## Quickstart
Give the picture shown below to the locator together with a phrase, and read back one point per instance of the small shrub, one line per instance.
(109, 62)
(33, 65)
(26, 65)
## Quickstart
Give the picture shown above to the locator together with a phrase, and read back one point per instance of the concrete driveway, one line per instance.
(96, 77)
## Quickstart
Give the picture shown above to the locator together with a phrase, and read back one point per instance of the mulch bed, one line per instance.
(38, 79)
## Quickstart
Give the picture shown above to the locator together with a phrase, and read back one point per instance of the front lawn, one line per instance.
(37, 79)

+-------+

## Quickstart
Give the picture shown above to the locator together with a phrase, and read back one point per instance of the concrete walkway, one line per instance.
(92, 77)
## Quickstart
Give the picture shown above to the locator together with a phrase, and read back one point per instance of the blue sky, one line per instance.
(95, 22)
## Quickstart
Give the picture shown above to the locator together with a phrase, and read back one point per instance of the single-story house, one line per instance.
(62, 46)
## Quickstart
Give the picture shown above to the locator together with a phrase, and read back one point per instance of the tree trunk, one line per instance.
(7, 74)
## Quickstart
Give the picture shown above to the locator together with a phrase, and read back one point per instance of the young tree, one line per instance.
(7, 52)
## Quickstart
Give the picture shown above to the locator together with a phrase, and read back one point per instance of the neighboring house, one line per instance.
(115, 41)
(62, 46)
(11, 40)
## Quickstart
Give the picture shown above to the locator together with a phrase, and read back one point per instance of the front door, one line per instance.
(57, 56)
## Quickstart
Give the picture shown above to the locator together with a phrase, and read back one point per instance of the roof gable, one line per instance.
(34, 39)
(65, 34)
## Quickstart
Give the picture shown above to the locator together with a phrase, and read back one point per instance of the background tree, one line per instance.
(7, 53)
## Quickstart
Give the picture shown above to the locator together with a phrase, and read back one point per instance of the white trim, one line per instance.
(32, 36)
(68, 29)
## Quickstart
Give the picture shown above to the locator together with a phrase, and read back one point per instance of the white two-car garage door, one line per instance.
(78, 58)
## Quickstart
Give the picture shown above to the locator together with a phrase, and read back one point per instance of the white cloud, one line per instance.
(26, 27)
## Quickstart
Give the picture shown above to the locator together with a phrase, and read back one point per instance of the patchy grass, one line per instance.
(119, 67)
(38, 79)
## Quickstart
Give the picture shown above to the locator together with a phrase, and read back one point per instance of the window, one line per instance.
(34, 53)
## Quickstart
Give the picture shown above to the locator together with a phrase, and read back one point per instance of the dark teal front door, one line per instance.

+-------+

_Aim of the task_: The required answer is the run of lines above, starting at the line with "grass, one line per instance." and ending at the line with "teal front door, one line per instance.", reproduced exactly with both ends.

_Problem solution_:
Give the picture shown above to the locator together with a phrase, and read back one point per instance of the patchy grass, one line per instance.
(119, 67)
(38, 79)
## Quickstart
Give the picture shown above to the locator together with a phrase, and read back one point per instance of the window, one line per instance.
(34, 53)
## Quickstart
Give the picture shown above to the locator together with a phrase, and read back one point per instance of the dark teal front door, one line per instance.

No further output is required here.